● WHAT YOU SHOULD DO
Render every line of the items below as a Markdown table with two columns, Row and Line, numbering the rows and skipping blank lines. Leave the pictures out of your answer.

┌────────

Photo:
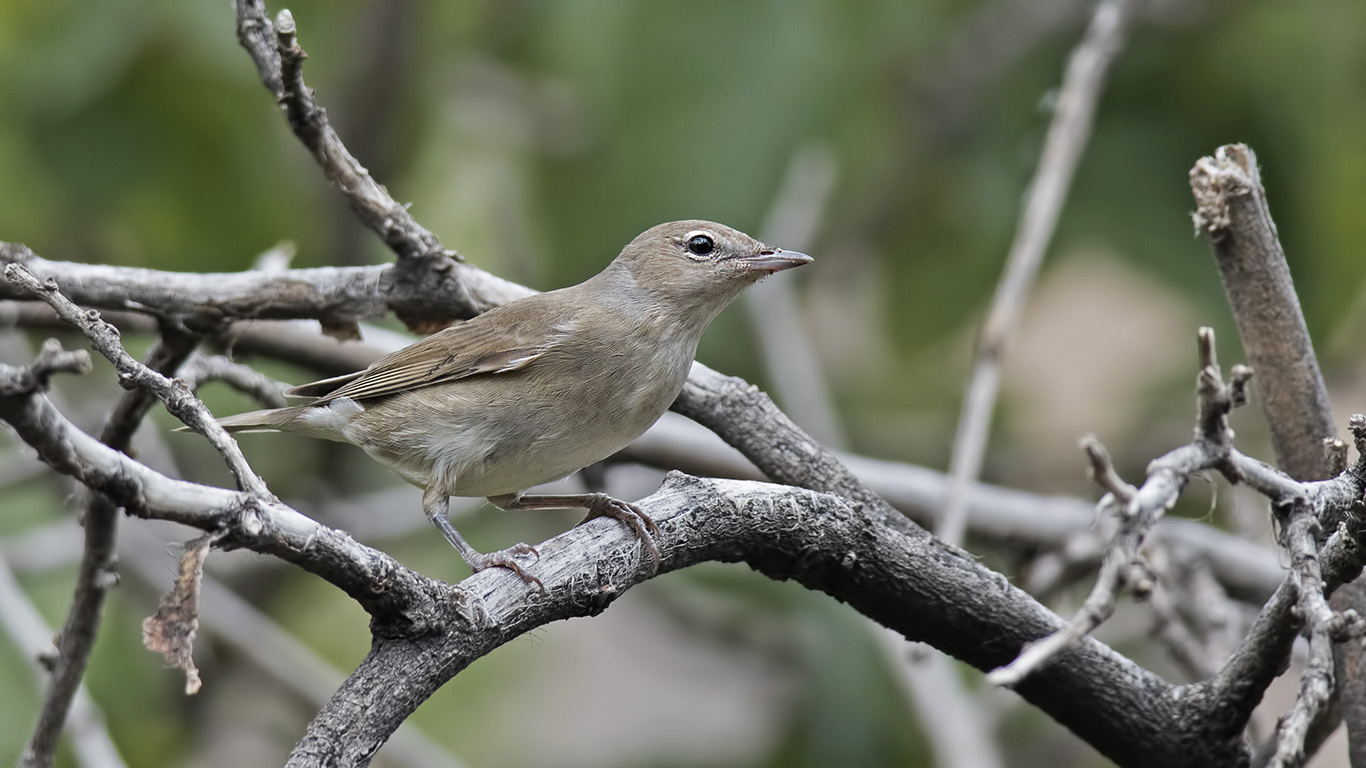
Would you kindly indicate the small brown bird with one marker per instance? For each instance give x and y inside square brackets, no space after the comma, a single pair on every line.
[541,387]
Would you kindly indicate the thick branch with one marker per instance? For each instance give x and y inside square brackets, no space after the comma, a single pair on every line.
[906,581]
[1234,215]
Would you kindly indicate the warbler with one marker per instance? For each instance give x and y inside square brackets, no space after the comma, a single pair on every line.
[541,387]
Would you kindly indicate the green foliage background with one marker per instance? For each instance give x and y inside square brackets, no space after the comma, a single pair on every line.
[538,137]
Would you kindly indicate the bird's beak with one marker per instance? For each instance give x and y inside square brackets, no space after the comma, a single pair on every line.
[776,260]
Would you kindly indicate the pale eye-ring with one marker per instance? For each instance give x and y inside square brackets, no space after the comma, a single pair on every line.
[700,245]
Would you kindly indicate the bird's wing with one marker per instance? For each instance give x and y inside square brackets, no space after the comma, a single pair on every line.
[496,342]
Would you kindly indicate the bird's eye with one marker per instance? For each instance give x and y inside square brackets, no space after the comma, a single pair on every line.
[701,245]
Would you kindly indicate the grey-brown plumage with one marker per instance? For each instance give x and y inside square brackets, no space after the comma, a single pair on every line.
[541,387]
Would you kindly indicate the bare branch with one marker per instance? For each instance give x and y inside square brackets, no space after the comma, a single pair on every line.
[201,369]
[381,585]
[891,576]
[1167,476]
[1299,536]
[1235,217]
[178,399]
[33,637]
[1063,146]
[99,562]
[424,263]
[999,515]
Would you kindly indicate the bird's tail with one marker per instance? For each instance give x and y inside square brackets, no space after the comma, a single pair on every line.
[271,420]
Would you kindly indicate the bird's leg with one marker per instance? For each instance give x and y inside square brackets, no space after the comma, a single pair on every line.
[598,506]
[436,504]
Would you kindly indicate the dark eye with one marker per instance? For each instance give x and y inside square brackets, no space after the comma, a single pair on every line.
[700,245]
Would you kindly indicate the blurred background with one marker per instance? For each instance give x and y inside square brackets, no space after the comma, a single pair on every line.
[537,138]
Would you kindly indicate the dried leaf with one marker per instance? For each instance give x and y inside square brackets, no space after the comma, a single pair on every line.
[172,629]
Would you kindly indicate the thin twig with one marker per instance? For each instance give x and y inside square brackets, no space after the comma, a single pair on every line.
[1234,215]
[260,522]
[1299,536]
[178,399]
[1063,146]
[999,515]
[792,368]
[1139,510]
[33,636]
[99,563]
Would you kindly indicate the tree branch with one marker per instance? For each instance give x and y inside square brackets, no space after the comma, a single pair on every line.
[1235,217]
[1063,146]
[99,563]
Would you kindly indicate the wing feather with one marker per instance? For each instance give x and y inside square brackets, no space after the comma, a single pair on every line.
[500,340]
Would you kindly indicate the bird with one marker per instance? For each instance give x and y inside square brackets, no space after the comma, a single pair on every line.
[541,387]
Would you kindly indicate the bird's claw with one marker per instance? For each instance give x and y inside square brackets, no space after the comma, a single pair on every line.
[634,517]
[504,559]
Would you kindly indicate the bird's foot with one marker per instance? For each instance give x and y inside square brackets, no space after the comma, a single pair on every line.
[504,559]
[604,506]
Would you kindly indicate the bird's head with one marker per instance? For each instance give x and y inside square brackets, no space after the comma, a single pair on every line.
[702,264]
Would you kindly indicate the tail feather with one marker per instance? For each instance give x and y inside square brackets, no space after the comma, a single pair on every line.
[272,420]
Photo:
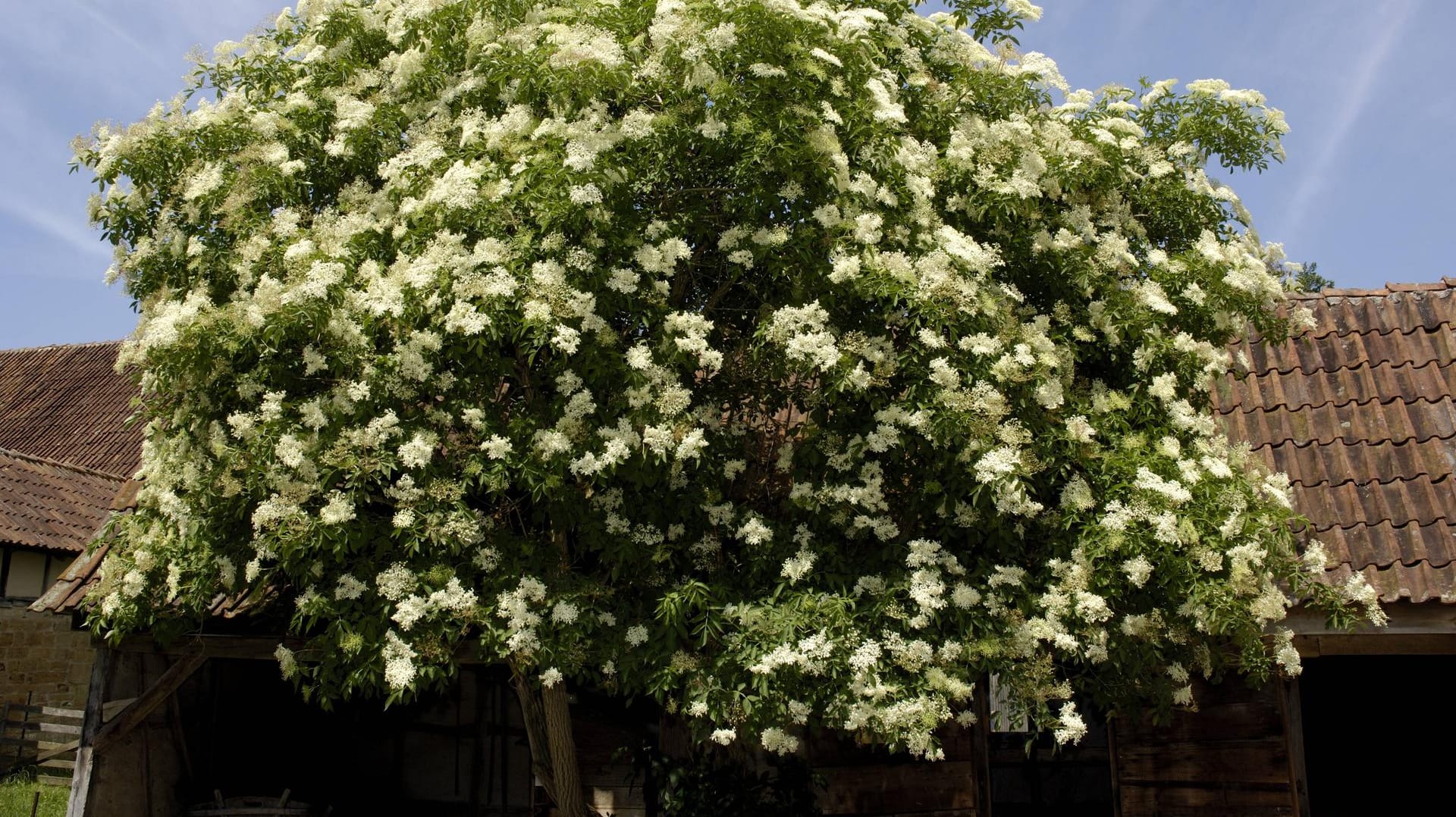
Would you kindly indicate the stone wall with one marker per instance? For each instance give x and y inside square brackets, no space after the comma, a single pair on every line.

└────────

● COMPLETED EXERCISE
| Row | Line |
|---|---|
| 1 | Photo: |
| 2 | Would you kindly indicate the small brown bird with one marker per instance? For each instance give x and y inside square brackets, no space after the comma, a single pair on every line. |
| 3 | [541,387] |
| 4 | Would you kindly indicate the thick branch with one marker per instance? For each instance give x and y inside square brackets, no space after the comma, a single pair on every line. |
| 5 | [906,581] |
| 6 | [1234,215] |
| 7 | Would you kindly indicate the warbler with one marker per instance? For each instance give x and y inside square brackets, no space after the comma, a single pair on every line. |
| 8 | [541,387] |
| 9 | Would you kindly indicate the green foliage background with one marker per instance? For each instance give x and y inside square brackets, no space after the comma, a single pair on every line. |
| 10 | [538,137] |
| 11 | Would you kindly indicate the bird's beak with one marker per instance? For each instance give x and y inside square brackets, no space after the comma, a single pair on every line. |
| 12 | [776,260] |
| 13 | Would you kindly indicate the pale eye-ring with one marker per instance? For each instance give x and y inside square brackets, no space after the comma, a single pair on every line. |
| 14 | [700,245] |
| 15 | Would you kindly indicate the bird's wing with one marker per instance? For each instance give x and y inside square brackets, no space after the comma, a single pair on every line. |
| 16 | [496,342] |
| 17 | Would you kindly indicate the bird's eye with one marker per instance? For each instance give x and y inside square brackets, no space after the comma, a single pair on every line. |
| 18 | [701,245] |
| 19 | Would you kindly indicate the grey-brown plumage with one marker per instance? For each instance give x and y inside square brackets, no space after the comma, a single pair on every line. |
| 20 | [541,387] |
| 21 | Would you kindly indicate the bare branch with one marker per instance? For each instance give x and y inside square brackets, no space after the comma, a single pair on every line. |
| 22 | [201,369] |
| 23 | [381,585] |
| 24 | [891,576] |
| 25 | [1167,476] |
| 26 | [1299,536] |
| 27 | [1235,217] |
| 28 | [178,399] |
| 29 | [33,637] |
| 30 | [1063,146] |
| 31 | [99,562] |
| 32 | [424,263] |
| 33 | [999,515] |
| 34 | Would you kindly indicate the bird's tail with one marker per instance? For each instance give x and y inside square brackets, no space after the comma, a single pair on every line. |
| 35 | [271,420] |
| 36 | Would you kindly indicate the bird's leg with one marker per instance? For each instance give x and y inside square brackets, no space after the comma, a single pair on every line. |
| 37 | [598,506] |
| 38 | [436,504] |
| 39 | Would you kindly indicate the dark eye with one marker per instance? For each instance give x and y inside square brackets, no space after the comma, a single pair on every line. |
| 40 | [700,245] |
| 41 | Would you kindly indicate the blurred background with one marker per instance? For each instance give x and y inside square brackets, no space after the comma, a single pair on every line. |
| 42 | [537,138] |
| 43 | Would you kindly indicate the dried leaf with one marker per instance? For each instance give x and y inside square brackets, no space after the comma, a single pair on every line. |
| 44 | [172,629] |
| 45 | Would you kindly indicate the thin twig with one marker per instance? For each instance give x and y inside square brackets, no space after the comma, a single pair on every line. |
| 46 | [1234,215] |
| 47 | [260,522] |
| 48 | [1299,536] |
| 49 | [178,399] |
| 50 | [1063,146] |
| 51 | [999,515] |
| 52 | [792,368] |
| 53 | [1139,510] |
| 54 | [33,636] |
| 55 | [99,563] |
| 56 | Would you kindly indicate the tree branch with one marker per instance? For each instance give x and y inside square brackets, no space after the comma, a single pair on every line. |
| 57 | [1235,217] |
| 58 | [1063,146] |
| 59 | [99,563] |
| 60 | Would you kindly indicate the wing feather with one marker per instance? For each instance give x and y inside square brackets, no space after the comma, a single pair on every line. |
| 61 | [500,340] |
| 62 | Would you kindly indicate the bird with one marker per instance? For each instance give x and y inside square brackets, no space after the comma, a single pair on every line. |
| 63 | [541,387] |
| 64 | Would you kindly indicate the bird's claw with one marker per instance? For each instance give x and y inside square brackets, no space after the comma, a single pair on every line. |
| 65 | [634,517] |
| 66 | [504,559] |
| 67 | Would you kindly indicate the bird's foot with one marker per instance? For each instance give x and y inside square brackets, no space after the comma, a single pair on every line. |
| 68 | [504,559] |
| 69 | [604,506] |
| 70 | Would you kindly indicate the bird's head with one marker per instance? For each instance give x and y inside square brackets, no space after the comma, a single pair on every line. |
| 71 | [702,264] |
| 72 | Would you kindly indicate the tail feather with one marker per instance? For each instance give x and y inside square brackets, no space after the comma, a single pair on every line. |
| 73 | [272,420] |
| 74 | Photo: |
| 75 | Would you kindly indicate the stone wall with one marker per instance? For each instance give x and y inside square brackets, no space after the comma, a single pair on every line. |